--- Start AVAILABLE RECORDS ---
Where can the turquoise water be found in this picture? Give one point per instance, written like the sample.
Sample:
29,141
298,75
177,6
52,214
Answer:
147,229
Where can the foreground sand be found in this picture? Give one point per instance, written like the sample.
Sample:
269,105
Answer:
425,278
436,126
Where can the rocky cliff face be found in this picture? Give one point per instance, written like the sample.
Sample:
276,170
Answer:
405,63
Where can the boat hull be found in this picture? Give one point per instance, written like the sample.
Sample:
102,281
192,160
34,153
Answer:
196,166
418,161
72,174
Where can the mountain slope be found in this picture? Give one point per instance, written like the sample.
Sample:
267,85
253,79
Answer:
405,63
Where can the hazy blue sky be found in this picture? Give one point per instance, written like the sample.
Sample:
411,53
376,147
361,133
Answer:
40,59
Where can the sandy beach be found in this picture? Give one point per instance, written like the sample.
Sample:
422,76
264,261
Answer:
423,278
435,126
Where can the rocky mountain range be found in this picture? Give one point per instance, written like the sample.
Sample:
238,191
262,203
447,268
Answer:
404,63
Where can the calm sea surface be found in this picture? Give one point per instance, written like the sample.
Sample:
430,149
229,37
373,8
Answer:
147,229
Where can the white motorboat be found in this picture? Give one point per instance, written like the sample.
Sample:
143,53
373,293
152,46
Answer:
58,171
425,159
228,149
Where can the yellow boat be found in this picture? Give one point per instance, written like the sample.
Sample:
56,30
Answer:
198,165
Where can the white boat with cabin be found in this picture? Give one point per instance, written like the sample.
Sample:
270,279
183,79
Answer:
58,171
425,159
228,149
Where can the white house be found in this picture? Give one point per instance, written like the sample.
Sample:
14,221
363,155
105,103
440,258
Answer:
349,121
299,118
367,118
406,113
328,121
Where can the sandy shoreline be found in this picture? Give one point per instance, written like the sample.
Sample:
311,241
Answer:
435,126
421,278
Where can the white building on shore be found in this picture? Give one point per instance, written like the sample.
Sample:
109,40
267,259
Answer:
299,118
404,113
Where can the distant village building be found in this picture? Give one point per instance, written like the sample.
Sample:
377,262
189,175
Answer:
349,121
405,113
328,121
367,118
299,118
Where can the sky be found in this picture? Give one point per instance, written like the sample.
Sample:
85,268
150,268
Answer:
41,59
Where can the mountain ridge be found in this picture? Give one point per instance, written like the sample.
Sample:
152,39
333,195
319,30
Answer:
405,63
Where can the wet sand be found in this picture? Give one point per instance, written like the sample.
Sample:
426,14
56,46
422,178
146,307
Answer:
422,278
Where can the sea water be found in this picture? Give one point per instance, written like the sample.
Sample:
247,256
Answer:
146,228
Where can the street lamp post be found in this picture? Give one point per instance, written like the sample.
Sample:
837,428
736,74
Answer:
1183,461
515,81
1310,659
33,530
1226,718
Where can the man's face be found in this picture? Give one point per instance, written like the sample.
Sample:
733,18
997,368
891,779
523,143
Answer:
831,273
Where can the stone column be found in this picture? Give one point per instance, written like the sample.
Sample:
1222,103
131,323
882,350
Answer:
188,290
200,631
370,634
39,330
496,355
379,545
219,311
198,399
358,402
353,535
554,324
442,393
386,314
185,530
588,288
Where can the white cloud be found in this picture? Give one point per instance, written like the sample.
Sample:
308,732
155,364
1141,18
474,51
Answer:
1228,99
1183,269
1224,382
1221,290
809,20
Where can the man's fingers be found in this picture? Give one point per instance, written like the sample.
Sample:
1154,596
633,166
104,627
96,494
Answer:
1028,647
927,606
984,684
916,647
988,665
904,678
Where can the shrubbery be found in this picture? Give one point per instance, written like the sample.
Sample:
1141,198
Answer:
--- End AVAILABLE RECORDS ---
THE PROBLEM >>
Rewrite every line of the material above as a numbered list, leaving out any blank lines.

WRITTEN RESPONSE >>
1. Where can the turquoise water be found in this picture? Give one point per instance, written like the sample.
2. Sample:
3. 29,141
4. 298,75
5. 177,6
6. 52,214
7. Answer:
8. 147,229
9. Where can the foreground sand be found in this picture? Give one point per instance, written like the sample.
10. Sample:
11. 269,105
12. Answer:
13. 425,278
14. 436,126
15. Where can the rocky cliff face be found in this picture? Give one point per instance, written like the sample.
16. Sample:
17. 276,170
18. Answer:
19. 405,63
20. Where can the boat hull be found in this picture? Give one point per instance, written like the sample.
21. Sample:
22. 102,281
23. 192,160
24. 34,153
25. Answer:
26. 196,166
27. 418,161
28. 72,174
29. Where can the mountain slope be found in this picture? Give one point per instance, written like the sample.
30. Sample:
31. 267,85
32. 253,79
33. Answer:
34. 405,63
35. Where can the hazy blue sky be found in this picture? Give one point per instance, written like the sample.
36. Sample:
37. 411,53
38. 376,147
39. 361,133
40. Answer:
41. 40,59
42. Where can the sandy beach be found in this picture? Give one point per instance, written like the sample.
43. Sample:
44. 422,76
45. 264,261
46. Answer:
47. 423,278
48. 435,126
49. Where can the rocky mountain range be found in this picture? Give one point per instance, written like the sample.
50. Sample:
51. 238,191
52. 262,203
53. 447,268
54. Answer:
55. 404,63
56. Where can the calm sea surface be found in this picture? Give one point per instance, written like the sample.
57. Sample:
58. 430,149
59. 229,37
60. 373,8
61. Answer:
62. 147,229
63. Where can the white motorboat be found in this picture? Give one point per instance, written like the sample.
64. Sample:
65. 143,53
66. 373,293
67. 152,46
68. Answer:
69. 58,171
70. 425,159
71. 228,149
72. Where can the yellow boat be found in this picture? Give one point per instance, written like the sample.
73. Sample:
74. 56,30
75. Answer:
76. 198,165
77. Where can the white boat with cabin be found in this picture? Give one point per instance, written like the sample.
78. Sample:
79. 270,279
80. 183,79
81. Answer:
82. 58,171
83. 425,159
84. 228,149
85. Where can the white house be found in this picture? Give one point per instance, written like the sample.
86. Sample:
87. 14,221
88. 363,155
89. 105,103
90. 440,258
91. Answer:
92. 349,121
93. 299,118
94. 367,118
95. 406,113
96. 328,121
97. Where can the sandy shoreline be found in this picture? Give one point per instance, written like the sample.
98. Sample:
99. 311,241
100. Answer:
101. 435,126
102. 421,278
103. Where can the white building on shore be found in this picture? Give one point per instance, written like the sample.
104. Sample:
105. 109,40
106. 267,259
107. Answer:
108. 299,118
109. 404,113
110. Where can the distant village building be found in this picture? Give one point per instance, written like the sample.
111. Sample:
112. 377,262
113. 189,175
114. Answer:
115. 349,121
116. 405,113
117. 328,121
118. 367,118
119. 299,118
120. Where can the sky be found in this picture? Give one point per instance, written like the sample.
121. Sample:
122. 85,268
123. 150,268
124. Answer:
125. 41,59
126. Where can the mountain ridge be found in this picture? Give one point per instance, written like the sample.
127. Sample:
128. 152,39
129. 333,195
130. 319,30
131. Answer:
132. 405,63
133. Where can the wet sand be found in this picture? Give one point per instance, written like the sample.
134. Sample:
135. 426,14
136. 56,46
137. 422,178
138. 146,307
139. Answer:
140. 422,278
141. Where can the sea water be found in this picture? Give one point per instance, written like the sample.
142. Sample:
143. 247,256
144. Answer:
145. 146,228
146. Where can the street lamp post be found in this picture? Give one point per instance, written like the sample.
147. Sample:
148. 837,428
149. 736,74
150. Answer:
151. 1183,461
152. 515,81
153. 1310,659
154. 33,530
155. 1226,718
156. Where can the man's face be found in this picture? Give one point per instance, written like the sample.
157. Sample:
158. 733,18
159. 997,368
160. 891,779
161. 523,143
162. Answer:
163. 831,273
164. Where can the stone column be found in this picture? Give one point per instance, written like the sample.
165. Sample:
166. 1222,103
167. 131,323
168. 882,350
169. Answer:
170. 188,290
171. 200,631
172. 370,634
173. 39,330
174. 496,355
175. 379,545
176. 219,311
177. 198,399
178. 358,402
179. 353,535
180. 554,324
181. 442,393
182. 386,314
183. 185,530
184. 588,288
185. Where can the white cloud be found in this picture? Give one point per instance, written like the sample.
186. Sample:
187. 308,732
188. 155,364
189. 1141,18
190. 474,51
191. Answer:
192. 1228,99
193. 1183,269
194. 1224,382
195. 1221,290
196. 809,20
197. Where can the man's fingers be found in this picture? Give one point per instance, written like the sample.
198. Sample:
199. 1154,596
200. 633,166
201. 104,627
202. 96,494
203. Answer:
204. 1028,647
205. 927,606
206. 984,684
207. 916,647
208. 988,665
209. 904,678
210. Where can the shrubbery be found in this picture? Give one point per instance, written like the sample.
211. Sample:
212. 1141,198
213. Answer:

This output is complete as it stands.